* Start PROVIDED MATERIAL *

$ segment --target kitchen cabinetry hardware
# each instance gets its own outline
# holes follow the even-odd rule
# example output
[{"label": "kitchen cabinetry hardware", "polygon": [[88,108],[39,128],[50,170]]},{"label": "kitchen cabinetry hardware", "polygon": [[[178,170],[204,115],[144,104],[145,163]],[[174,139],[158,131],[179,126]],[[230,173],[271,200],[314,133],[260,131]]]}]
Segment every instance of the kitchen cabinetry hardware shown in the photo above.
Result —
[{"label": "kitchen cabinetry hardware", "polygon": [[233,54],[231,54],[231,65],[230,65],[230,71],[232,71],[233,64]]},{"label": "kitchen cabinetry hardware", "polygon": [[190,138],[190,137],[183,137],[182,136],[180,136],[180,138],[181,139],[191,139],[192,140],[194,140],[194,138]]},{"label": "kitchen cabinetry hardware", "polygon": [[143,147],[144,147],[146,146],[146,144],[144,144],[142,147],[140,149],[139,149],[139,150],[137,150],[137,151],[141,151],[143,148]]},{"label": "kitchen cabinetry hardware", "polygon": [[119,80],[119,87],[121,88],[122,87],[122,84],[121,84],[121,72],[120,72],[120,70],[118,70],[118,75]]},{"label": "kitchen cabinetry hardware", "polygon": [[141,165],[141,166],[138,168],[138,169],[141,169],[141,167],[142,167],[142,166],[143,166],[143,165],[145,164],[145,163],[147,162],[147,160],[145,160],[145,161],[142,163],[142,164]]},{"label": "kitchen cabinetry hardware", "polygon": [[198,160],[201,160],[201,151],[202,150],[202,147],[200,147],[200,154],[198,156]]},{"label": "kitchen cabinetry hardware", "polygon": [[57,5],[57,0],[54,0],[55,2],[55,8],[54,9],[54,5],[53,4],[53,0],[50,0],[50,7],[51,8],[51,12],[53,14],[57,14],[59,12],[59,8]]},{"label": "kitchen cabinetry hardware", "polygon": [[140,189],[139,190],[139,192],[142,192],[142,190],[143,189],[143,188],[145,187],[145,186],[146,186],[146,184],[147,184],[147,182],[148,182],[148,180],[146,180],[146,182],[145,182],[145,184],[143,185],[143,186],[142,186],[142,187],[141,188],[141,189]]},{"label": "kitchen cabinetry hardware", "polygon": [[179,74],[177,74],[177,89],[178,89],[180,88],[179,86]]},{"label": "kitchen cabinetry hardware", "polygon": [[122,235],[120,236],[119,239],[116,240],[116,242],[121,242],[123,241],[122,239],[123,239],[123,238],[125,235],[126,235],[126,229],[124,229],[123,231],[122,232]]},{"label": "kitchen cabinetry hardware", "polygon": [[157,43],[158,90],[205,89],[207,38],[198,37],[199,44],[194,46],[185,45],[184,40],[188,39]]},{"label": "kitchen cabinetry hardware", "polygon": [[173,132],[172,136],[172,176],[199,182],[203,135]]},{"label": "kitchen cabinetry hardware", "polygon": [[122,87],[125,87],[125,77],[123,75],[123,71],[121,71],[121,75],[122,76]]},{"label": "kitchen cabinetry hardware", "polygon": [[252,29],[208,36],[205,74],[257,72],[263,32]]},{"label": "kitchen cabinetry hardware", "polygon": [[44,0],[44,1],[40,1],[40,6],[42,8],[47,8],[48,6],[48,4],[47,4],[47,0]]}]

* End PROVIDED MATERIAL *

**YOUR OBJECTIVE**
Show every line of the rows above that contains the word "instance", copying each line in full.

**WRITTEN RESPONSE**
# each instance gets its own outline
Segment every instance of the kitchen cabinetry hardware shown in the photo above.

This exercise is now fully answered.